▸ **Task instructions**:
Only the lines from the one containing "Each instance of the shrub" through the last line below should be written out, exactly and with both ends kept.

Records from a point labeling set:
——————————
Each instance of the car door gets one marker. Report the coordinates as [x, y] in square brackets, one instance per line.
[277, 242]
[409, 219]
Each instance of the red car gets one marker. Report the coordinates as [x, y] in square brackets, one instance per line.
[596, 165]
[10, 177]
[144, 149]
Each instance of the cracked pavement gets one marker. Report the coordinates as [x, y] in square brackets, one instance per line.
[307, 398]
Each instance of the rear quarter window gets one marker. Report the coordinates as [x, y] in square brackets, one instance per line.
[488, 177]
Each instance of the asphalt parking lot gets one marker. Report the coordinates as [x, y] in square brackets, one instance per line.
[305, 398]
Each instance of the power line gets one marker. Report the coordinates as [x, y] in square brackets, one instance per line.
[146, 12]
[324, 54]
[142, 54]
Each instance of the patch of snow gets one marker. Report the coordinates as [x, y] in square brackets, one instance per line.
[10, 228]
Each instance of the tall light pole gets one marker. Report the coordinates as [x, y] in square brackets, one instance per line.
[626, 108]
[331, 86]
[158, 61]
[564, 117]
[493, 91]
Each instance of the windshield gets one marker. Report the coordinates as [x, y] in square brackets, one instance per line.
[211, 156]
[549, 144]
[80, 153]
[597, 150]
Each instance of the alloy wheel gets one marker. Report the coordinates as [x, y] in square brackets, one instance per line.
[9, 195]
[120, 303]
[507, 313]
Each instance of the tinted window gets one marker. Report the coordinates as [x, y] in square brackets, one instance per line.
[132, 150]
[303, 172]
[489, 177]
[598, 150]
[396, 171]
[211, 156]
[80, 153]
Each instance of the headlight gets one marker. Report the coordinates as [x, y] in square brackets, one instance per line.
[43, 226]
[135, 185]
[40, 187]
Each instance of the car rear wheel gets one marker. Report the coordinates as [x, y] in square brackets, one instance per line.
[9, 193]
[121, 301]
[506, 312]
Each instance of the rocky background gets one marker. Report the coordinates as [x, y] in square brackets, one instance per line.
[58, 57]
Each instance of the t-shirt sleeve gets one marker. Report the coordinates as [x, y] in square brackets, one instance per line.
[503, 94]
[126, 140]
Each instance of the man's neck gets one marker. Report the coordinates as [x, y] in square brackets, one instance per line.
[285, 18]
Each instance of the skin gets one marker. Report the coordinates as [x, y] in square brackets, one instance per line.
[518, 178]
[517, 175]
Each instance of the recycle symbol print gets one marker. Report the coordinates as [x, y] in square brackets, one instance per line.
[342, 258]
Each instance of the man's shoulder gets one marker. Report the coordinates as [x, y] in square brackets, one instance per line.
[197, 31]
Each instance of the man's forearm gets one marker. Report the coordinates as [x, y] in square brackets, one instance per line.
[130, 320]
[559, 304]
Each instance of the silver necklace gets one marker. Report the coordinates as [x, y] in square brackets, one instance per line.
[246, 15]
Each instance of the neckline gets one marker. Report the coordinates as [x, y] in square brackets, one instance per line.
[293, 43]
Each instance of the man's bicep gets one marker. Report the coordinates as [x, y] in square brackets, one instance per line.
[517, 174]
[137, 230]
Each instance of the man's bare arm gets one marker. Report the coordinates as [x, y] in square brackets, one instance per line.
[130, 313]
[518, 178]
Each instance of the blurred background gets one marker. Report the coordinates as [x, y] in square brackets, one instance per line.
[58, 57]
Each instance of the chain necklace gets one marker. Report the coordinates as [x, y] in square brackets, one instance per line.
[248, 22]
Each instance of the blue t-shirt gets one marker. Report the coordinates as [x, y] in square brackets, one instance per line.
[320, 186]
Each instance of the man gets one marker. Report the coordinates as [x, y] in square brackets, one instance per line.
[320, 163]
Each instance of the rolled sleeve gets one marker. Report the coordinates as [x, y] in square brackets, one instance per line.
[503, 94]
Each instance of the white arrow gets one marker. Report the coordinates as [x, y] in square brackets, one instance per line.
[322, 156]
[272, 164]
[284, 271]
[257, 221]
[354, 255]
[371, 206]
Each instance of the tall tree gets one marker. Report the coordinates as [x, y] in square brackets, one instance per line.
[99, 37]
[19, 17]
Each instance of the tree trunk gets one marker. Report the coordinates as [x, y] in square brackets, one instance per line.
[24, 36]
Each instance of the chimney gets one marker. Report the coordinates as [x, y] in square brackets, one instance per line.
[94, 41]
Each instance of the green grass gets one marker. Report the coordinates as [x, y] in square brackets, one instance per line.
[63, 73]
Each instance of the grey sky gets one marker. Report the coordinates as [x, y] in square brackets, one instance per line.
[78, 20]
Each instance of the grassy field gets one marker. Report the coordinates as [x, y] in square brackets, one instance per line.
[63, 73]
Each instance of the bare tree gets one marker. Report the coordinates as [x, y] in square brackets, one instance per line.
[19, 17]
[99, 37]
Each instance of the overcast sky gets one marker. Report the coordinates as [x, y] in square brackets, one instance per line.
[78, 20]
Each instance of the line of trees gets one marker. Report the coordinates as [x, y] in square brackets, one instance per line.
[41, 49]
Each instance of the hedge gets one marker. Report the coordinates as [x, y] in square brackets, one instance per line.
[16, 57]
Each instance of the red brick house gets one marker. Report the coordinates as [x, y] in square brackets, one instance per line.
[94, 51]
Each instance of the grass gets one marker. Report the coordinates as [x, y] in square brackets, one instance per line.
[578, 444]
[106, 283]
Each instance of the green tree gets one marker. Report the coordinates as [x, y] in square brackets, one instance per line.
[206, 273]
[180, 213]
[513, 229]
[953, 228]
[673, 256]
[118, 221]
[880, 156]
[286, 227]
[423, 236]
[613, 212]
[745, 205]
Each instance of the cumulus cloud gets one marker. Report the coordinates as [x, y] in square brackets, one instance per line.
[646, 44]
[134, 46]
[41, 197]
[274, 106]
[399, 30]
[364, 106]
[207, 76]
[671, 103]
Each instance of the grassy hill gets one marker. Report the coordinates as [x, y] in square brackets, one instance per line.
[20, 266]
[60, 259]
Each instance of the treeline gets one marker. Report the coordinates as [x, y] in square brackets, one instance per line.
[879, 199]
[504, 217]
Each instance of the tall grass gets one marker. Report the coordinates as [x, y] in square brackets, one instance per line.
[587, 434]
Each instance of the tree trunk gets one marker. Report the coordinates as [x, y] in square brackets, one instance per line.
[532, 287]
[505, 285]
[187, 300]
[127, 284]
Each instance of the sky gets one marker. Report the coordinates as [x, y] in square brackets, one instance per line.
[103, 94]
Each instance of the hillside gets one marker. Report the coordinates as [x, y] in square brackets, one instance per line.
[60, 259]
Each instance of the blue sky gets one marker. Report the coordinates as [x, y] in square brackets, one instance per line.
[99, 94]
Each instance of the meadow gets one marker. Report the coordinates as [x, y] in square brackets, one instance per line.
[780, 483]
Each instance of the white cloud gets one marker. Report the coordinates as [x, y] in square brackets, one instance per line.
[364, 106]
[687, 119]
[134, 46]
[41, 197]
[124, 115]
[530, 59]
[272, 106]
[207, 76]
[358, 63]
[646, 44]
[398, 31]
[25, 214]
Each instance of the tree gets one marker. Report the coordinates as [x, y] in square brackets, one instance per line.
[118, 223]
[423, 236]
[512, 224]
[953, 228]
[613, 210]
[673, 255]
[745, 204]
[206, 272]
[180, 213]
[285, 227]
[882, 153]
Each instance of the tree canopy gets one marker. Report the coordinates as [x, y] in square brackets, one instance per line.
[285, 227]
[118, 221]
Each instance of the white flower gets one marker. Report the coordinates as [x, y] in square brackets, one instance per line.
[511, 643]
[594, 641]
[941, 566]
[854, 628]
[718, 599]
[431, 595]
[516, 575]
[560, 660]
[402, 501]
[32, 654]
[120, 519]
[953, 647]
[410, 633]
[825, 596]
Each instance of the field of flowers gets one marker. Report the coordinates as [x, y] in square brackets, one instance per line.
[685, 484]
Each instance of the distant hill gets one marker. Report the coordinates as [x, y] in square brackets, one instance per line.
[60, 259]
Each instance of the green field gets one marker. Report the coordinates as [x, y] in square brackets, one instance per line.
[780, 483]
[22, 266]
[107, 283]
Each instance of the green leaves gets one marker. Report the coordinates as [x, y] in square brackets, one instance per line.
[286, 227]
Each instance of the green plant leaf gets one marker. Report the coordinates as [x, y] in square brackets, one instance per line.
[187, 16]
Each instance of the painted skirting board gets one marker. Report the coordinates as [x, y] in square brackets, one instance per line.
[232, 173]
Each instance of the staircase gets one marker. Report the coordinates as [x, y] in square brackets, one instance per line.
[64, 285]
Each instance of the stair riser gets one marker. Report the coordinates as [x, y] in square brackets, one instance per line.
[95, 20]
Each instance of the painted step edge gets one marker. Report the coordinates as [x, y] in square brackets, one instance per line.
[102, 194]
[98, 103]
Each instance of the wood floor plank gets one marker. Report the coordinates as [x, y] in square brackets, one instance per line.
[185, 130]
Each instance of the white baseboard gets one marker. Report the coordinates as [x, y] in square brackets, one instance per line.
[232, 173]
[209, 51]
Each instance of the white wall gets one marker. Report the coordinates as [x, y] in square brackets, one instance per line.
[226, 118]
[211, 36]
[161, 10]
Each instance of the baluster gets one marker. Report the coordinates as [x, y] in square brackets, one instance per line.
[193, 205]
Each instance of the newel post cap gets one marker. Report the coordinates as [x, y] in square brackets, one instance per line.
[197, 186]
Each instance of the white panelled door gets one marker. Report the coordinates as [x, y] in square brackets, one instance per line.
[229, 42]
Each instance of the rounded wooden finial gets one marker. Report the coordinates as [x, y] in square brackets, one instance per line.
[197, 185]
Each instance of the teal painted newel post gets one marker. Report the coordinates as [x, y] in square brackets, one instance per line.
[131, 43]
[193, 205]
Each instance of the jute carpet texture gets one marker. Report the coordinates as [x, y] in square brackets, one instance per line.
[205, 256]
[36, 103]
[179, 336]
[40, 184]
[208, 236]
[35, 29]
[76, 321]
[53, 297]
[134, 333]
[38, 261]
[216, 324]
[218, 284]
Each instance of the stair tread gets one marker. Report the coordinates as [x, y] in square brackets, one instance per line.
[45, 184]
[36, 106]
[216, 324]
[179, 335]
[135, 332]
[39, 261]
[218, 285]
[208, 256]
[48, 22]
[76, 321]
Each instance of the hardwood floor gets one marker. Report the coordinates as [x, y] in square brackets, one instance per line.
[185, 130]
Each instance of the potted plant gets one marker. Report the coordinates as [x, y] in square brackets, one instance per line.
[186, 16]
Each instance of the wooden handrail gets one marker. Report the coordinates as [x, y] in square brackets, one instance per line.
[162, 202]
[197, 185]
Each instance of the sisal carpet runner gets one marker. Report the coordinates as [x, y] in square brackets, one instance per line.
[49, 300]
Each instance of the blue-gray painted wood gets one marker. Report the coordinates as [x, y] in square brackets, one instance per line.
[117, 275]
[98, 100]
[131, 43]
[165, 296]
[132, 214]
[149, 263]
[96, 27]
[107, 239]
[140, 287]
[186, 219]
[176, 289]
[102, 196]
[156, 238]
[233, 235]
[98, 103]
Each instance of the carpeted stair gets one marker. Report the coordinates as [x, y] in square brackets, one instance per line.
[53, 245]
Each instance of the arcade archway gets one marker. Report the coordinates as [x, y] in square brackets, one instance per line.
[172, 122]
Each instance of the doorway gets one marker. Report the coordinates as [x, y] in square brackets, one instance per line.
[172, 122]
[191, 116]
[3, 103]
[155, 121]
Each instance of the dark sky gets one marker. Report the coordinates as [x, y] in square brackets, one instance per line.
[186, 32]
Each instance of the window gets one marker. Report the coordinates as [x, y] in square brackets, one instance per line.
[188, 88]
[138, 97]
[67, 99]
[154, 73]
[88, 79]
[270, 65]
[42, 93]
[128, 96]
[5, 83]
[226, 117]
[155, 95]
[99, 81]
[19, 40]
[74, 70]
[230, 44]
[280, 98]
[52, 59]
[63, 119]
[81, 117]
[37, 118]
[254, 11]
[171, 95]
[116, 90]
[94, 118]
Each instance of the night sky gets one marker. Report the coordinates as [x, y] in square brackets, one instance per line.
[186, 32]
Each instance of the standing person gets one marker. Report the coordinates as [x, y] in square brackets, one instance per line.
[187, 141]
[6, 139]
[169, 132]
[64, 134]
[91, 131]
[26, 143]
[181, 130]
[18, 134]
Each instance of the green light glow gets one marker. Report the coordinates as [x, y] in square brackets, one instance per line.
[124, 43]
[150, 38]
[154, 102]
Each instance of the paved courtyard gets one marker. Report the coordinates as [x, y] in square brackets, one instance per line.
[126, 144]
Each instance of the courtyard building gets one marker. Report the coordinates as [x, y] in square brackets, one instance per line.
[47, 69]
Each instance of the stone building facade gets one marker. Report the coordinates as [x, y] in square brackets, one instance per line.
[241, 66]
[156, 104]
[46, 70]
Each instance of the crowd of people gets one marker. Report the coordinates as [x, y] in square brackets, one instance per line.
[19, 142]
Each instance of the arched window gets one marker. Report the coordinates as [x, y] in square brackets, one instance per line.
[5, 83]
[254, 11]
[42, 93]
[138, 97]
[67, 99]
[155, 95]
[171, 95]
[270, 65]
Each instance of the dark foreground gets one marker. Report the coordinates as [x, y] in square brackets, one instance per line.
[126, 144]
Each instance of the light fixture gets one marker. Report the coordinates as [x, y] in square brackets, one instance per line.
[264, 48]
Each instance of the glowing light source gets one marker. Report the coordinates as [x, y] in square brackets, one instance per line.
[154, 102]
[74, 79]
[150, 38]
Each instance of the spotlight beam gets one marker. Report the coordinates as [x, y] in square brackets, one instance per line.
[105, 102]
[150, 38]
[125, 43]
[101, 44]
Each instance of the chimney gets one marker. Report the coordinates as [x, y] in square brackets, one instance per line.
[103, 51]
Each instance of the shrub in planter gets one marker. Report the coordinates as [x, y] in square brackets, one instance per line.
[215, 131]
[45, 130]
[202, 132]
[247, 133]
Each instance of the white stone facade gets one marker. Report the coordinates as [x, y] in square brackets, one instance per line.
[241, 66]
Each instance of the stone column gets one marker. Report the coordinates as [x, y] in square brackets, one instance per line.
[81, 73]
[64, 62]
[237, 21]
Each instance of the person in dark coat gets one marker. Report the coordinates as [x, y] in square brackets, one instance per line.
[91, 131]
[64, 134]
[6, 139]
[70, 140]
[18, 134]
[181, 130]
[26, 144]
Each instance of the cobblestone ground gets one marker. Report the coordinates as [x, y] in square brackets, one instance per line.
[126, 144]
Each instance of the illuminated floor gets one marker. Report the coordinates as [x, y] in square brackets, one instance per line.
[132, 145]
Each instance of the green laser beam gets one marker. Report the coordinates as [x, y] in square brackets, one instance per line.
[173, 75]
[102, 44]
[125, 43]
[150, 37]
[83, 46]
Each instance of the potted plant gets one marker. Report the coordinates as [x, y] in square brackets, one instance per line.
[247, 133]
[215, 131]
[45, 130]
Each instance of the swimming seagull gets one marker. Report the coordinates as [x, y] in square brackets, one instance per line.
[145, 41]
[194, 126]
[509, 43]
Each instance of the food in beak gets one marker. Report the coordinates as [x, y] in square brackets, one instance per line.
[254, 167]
——————————
▸ **Task result**:
Each instance of the shrub in planter gets one marker. Report the coordinates as [x, y] in square brackets, one instance per line.
[215, 131]
[45, 130]
[202, 132]
[247, 133]
Each instance of the white stone facade gets one marker. Report the coordinates as [x, y] in square brackets, one instance per line.
[241, 66]
Each instance of the stone column gets one marker. Report the coordinates as [x, y] in square brackets, one instance per line.
[81, 73]
[64, 62]
[237, 21]
Each instance of the person in dark coat gets one marker. Report the coordinates as [x, y] in square brackets, one instance per line.
[91, 131]
[64, 134]
[6, 139]
[70, 140]
[18, 134]
[181, 130]
[26, 144]
Each instance of the cobblestone ground gets one marker. Report the coordinates as [x, y] in square brackets, one instance per line.
[126, 144]
Each instance of the illuminated floor gets one marker. Report the coordinates as [x, y] in square brackets, one instance per line.
[132, 145]
Each instance of the green laser beam gets one marker. Report the coordinates as [x, y] in square brackets, one instance per line.
[173, 75]
[102, 44]
[125, 43]
[150, 37]
[83, 46]
Each instance of the potted plant gets one marker. Report the coordinates as [x, y] in square brackets, one instance per line.
[247, 133]
[215, 131]
[45, 130]
Each instance of the swimming seagull gets one marker. Report the coordinates as [x, y] in square brackets, one instance per line.
[145, 41]
[194, 126]
[509, 43]
Each instance of the food in beak gets one marker. Report the coordinates as [x, y] in square brackets, one instance per line.
[254, 167]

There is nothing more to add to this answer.